> **Document text**
The Broncos opened the regular season on the road against the St. Louis Rams on September 10 in the Edward Jones Dome. The game was primarily a defensive battle, with only one touchdown scored in the entire game, and the Rams won 18–10. Jake Plummer struggled throughout the game, throwing 3 interceptions, losing a fumble, and being sacked 4 times, 2 of them by Leonard Little. Tatum Bell also lost a fumble, but ran for 103 yards. Rookie Mike Bell ran for 58 yards and scored the only touchdown in the entire game late in the second quarter on a 1-yard run. Kicker Jeff Wilkins provided all of the scoring for the Rams, making 6 field goals, tying a franchise record, while running back Steven Jackson was one of the few bright spots for the Rams offense, running for 121 yards. The five turnovers by the Broncos was the most for them since the 2000 season. The Broncos would start their season at 0–1.

|  | 1 | 2 | 3 | 4 | Total |
|---|---|---|---|---|---|
| Broncos | 0 | 7 | 0 | 3 | 10 |
| Rams | 3 | 9 | 3 | 3 | 18 |

===Week 2: vs. Kansas City Chiefs===

at Invesco Field at Mile High, Denver, Colorado

The Broncos returned to Invesco Field at Mile High in Week 2 for their home-opener against the division rival Kansas City Chiefs. The game turned into another defensive battle, contrary to the typical shootouts the two teams usually have. Not a single touchdown was scored by either team. The Broncos improved on their turnovers, however, with just 1 interception thrown by Jake Plummer, while the Chiefs gave up 2 fumbles. Tatum Bell and Mike Bell combined for 113 yards rushing, while Denver again gave up a 100-yard rusher, allowing Larry Johnson to rush for 126 yards. Neither quarterback was spectacular, both throwing for less than 200 yards. Javon Walker led all receivers with 79 yards. The game was tied 6–6 at the end of regulation, prompting an overtime in which a Jason Elam 39-yard field goal won the game for the Broncos. In 93 games between the two teams, it was both the first to never have a touchdown and also featured the lowest-ever score. It was also only the third time in franchise history that the Broncos did not commit a single penalty.

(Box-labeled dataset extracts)
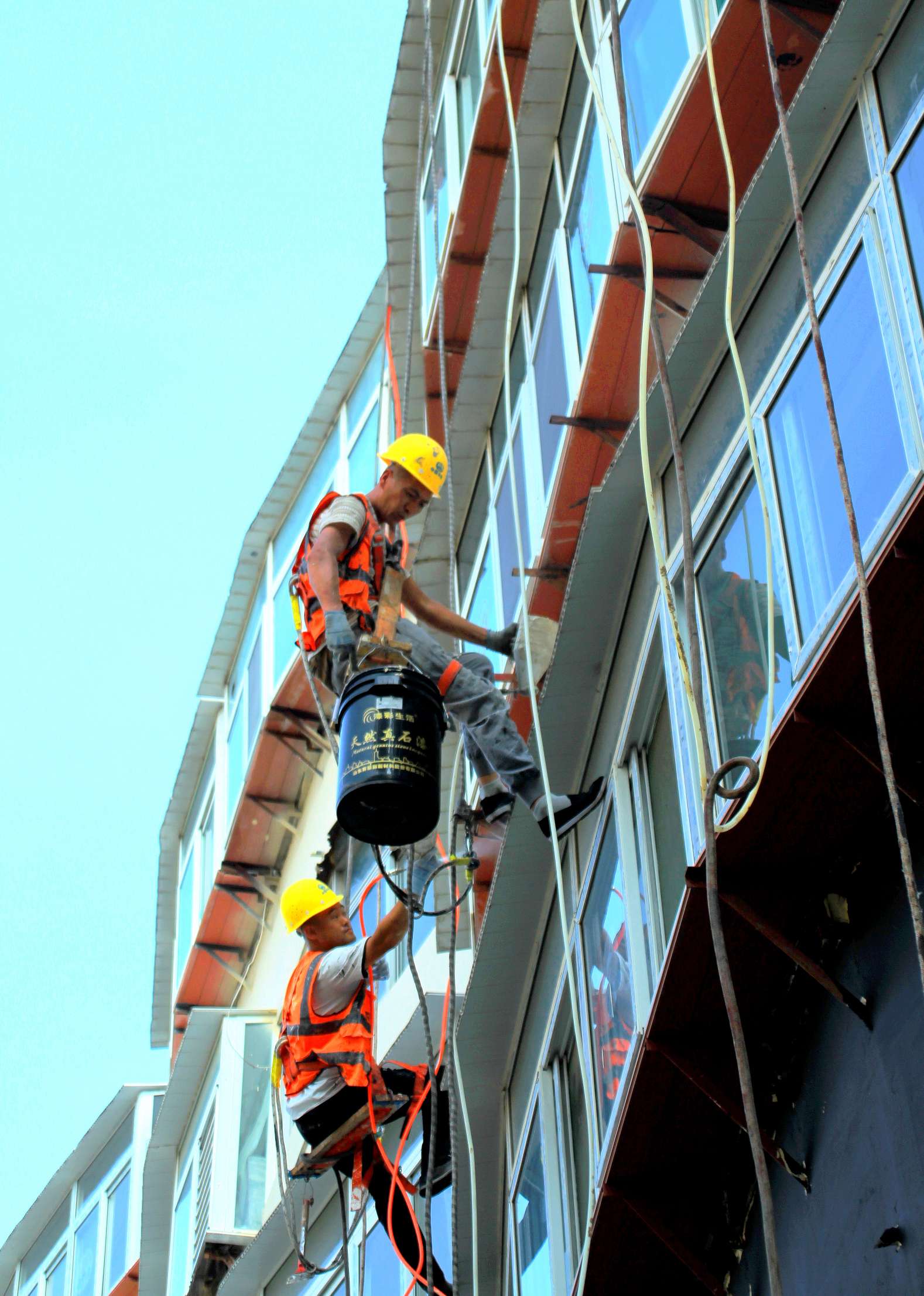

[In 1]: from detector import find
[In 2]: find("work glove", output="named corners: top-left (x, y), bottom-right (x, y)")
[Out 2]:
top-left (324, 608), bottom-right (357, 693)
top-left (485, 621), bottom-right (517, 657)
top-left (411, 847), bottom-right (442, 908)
* * *
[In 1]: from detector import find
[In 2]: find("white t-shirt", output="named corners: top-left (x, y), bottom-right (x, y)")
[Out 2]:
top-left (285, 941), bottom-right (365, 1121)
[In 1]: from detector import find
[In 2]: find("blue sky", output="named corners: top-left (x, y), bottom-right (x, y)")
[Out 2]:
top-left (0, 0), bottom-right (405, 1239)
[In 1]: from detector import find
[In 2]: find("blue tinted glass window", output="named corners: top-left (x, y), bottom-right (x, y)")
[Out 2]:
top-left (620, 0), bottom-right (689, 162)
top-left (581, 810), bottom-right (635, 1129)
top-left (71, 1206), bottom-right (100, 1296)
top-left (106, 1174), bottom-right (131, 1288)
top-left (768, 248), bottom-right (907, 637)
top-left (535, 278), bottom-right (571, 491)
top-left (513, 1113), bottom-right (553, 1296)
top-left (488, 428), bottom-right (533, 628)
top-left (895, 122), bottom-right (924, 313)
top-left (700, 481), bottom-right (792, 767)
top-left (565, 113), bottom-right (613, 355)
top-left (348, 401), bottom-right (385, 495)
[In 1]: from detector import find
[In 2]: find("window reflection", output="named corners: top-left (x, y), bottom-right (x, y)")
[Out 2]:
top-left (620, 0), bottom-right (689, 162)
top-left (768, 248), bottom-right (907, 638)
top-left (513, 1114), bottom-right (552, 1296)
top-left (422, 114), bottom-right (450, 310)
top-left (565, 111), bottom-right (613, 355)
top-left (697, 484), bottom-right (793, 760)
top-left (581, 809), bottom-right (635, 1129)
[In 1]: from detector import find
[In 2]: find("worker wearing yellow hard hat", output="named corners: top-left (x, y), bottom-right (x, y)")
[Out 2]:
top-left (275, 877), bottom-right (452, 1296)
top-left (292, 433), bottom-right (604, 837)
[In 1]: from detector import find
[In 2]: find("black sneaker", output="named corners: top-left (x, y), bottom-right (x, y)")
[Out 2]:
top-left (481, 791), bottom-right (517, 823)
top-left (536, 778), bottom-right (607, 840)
---
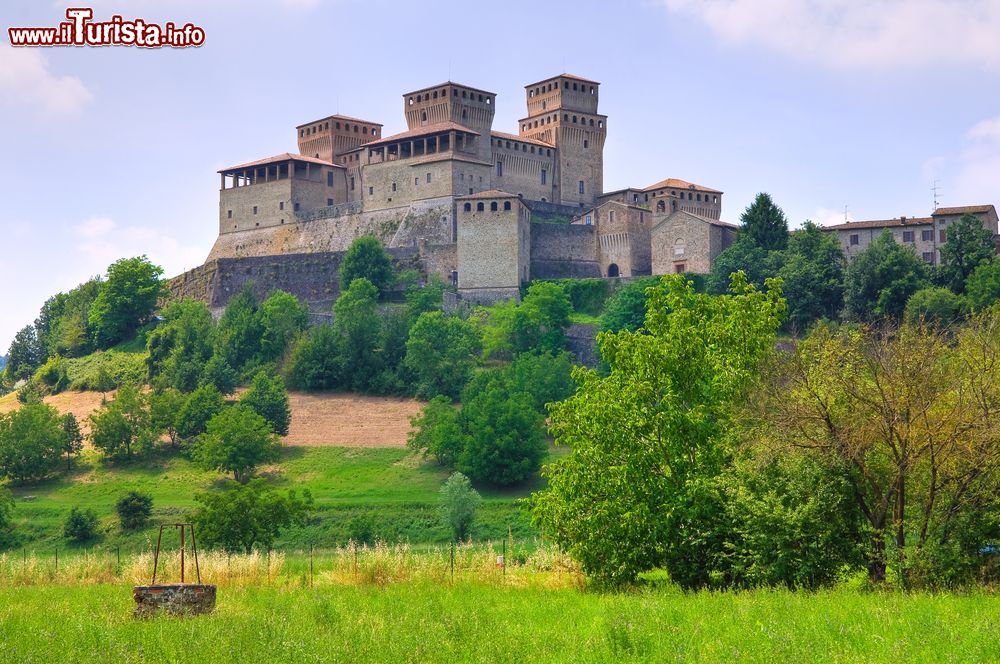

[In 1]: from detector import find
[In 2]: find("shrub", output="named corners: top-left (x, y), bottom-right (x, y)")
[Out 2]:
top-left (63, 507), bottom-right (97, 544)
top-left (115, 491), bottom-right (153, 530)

> **Task list**
(A) Filter the records down to every line that contains the string "corners", treating uppercase and lowercase as distinct.
(B) Carry on the Broncos season game recaps, picking up right after their final sentence.

> **The answers**
(A)
[In 2]: find("work glove", output="named corners: top-left (x, y), bottom-right (x, y)")
[In 2]: find("white t-shirt", output="named corners: top-left (x, y), bottom-right (x, y)")
[In 2]: find("blue sky", output="named corners: top-left (x, y), bottom-right (x, y)")
[In 2]: find("blue tinted glass window", output="named corners: top-left (x, y), bottom-right (x, y)")
[In 2]: find("window reflection", output="named corners: top-left (x, y), bottom-right (x, y)")
[In 2]: find("worker wearing yellow hard hat", output="named corners: top-left (x, y), bottom-right (x, y)")
[In 2]: find("black sneaker", output="named corners: top-left (x, y), bottom-right (x, y)")
[In 2]: find("shrub", output="named corners: top-left (x, y), bottom-right (x, y)")

(B)
|  | 1 | 2 | 3 | 4 | OT | Total |
|---|---|---|---|---|---|---|
| Chiefs | 0 | 3 | 3 | 0 | 0 | 6 |
| Broncos | 0 | 0 | 3 | 3 | 3 | 9 |

===Week 3: at New England Patriots===

at Gillette Stadium, Foxboro, Massachusetts

The Broncos traveled to Gillette Stadium to play the New England Patriots in a Sunday night game on September 24. The game was a rematch of the divisional playoff game of the previous season in which the Broncos beat the Patriots and ended their record 10-game playoff winning streak. The Broncos won 17–7, improving their record to 2–1. The Broncos scored a 23-yard field goal (by kicker Jason Elam) and a touchdown in the second quarter (a 32-yard touchdown pass from quarterback Jake Plummer to Javon Walker). Plummer and Walker would hook up for another touchdown in the fourth quarter with an 83-yard touchdown pass. The Broncos held New England to only 50 yards on the ground, while Tatum Bell ran for 123 yards. The Patriots scored a touchdown in the fourth quarter when Tom Brady threw an 8-yard pass to Doug Gabriel. The Broncos became the first team since the 1942 Chicago Cardinals to begin their season with 11 straight quarters without allowing their opponents to score a touchdown.

|  | 1 | 2 | 3 | 4 | Total |
|---|---|---|---|---|---|
| Broncos | 0 | 10 | 0 | 7 | 17 |
| Patriots | 0 | 0 | 0 | 7 | 7 |

===Week 4: Bye week===
The Broncos had a bye week, but moved into a first place tie in the division when the San Diego Chargers lost to the Baltimore Ravens 16–13.

===Week 5: vs. Baltimore Ravens===

at Invesco Field at Mile High, Denver, Colorado

The Baltimore Ravens traveled to Invesco Field at Mile High for Monday Night Football on October 9. The last time these two teams played, on December 11, 2005, the Broncos won 12–10. The Broncos won 13–3 and improved to 3–1, still tied for first place in the division with the San Diego Chargers.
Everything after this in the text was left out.